**DATA EXTRACT:**
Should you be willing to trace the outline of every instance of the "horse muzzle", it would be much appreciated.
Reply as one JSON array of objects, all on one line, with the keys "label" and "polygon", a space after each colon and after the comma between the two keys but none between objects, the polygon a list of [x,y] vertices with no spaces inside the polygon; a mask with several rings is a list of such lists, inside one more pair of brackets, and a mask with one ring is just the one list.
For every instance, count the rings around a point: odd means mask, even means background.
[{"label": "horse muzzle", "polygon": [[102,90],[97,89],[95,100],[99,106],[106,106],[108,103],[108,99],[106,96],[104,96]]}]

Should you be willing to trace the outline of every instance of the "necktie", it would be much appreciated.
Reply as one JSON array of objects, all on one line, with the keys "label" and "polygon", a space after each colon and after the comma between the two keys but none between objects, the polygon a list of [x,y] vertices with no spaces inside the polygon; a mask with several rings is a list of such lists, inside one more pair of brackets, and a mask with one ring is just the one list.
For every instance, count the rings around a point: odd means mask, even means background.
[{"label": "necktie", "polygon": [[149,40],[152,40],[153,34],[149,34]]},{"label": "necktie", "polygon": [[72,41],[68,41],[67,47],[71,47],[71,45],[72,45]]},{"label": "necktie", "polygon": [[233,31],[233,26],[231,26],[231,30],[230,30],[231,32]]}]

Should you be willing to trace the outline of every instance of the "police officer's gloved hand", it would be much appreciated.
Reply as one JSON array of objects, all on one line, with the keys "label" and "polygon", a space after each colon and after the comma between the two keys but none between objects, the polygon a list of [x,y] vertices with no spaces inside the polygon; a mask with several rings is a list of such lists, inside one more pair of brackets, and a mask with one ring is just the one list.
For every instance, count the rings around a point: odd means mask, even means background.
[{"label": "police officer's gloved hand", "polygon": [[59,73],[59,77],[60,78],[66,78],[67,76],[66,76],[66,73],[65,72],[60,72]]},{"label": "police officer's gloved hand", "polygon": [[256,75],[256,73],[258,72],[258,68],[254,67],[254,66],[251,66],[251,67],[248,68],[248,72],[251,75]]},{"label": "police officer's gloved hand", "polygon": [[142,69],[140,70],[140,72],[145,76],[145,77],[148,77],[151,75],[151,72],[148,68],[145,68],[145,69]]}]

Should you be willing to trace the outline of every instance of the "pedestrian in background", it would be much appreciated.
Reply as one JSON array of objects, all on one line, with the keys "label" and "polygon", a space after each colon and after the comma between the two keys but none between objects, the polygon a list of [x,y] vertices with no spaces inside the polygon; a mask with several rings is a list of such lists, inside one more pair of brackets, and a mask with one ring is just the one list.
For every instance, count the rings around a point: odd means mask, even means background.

**INSTRUCTIONS TO FOLLOW:** Please output the complete set of records above without any alteration.

**RESPONSE AREA:**
Should you be willing to trace the outline of every instance of the "horse muzzle", it would be much appreciated.
Reply as one JSON array of objects, all on one line, with the keys "label" and "polygon", a space after each colon and after the comma between the two keys but none between objects, the polygon a list of [x,y] vertices with no spaces inside the polygon; a mask with several rings is a list of such lists, inside one more pair of brackets, and a mask with one ring is just the one list.
For every instance, count the rings around a point: odd means mask, even means background.
[{"label": "horse muzzle", "polygon": [[102,90],[97,89],[95,100],[99,106],[106,106],[108,103],[108,99],[106,96],[104,96]]}]

Should you be willing to trace the outline of every instance of the "necktie", it would be much appreciated.
Reply as one JSON array of objects, all on one line, with the keys "label" and "polygon", a space after each colon and after the comma between the two keys but none between objects, the polygon a list of [x,y] vertices with no spaces inside the polygon; a mask with several rings is a list of such lists, inside one more pair of brackets, and a mask with one ring is just the one list.
For every instance, count the rings around a point: odd means mask, even means background.
[{"label": "necktie", "polygon": [[149,40],[152,40],[153,34],[149,34]]},{"label": "necktie", "polygon": [[72,41],[68,41],[67,47],[71,47],[71,45],[72,45]]},{"label": "necktie", "polygon": [[233,31],[233,26],[231,26],[231,30],[230,30],[231,32]]}]

Should you be willing to trace the outline of every instance of the "police officer's gloved hand", it would be much appreciated.
Reply as one JSON array of objects, all on one line, with the keys "label" and "polygon", a space after each colon and after the comma between the two keys but none between objects, the polygon a list of [x,y] vertices with no spaces inside the polygon; a mask with several rings is a list of such lists, inside one more pair of brackets, and a mask with one ring is just the one list.
For every instance, count the rings around a point: odd means mask, even means background.
[{"label": "police officer's gloved hand", "polygon": [[59,73],[59,77],[60,78],[66,78],[67,76],[66,76],[66,73],[65,72],[60,72]]},{"label": "police officer's gloved hand", "polygon": [[256,75],[256,73],[258,72],[258,68],[254,67],[254,66],[251,66],[251,67],[248,68],[248,72],[251,75]]},{"label": "police officer's gloved hand", "polygon": [[142,69],[140,70],[140,72],[145,76],[145,77],[148,77],[151,75],[151,72],[148,68],[145,68],[145,69]]}]

Should you be willing to trace the outline of every instance of the "pedestrian in background", it would be much appreciated.
Reply as one JSON array of objects, all on one line, with the keys "label" and "polygon", a space after each colon and after the comma between the two keys but none between objects, the polygon a list of [x,y] vertices with no spaces inside the polygon; a mask with several rings is a list of such lists, inside one more pair of brackets, and a mask with one ring is just the one list.
For every instance, count the rings around a point: odd means mask, even means background.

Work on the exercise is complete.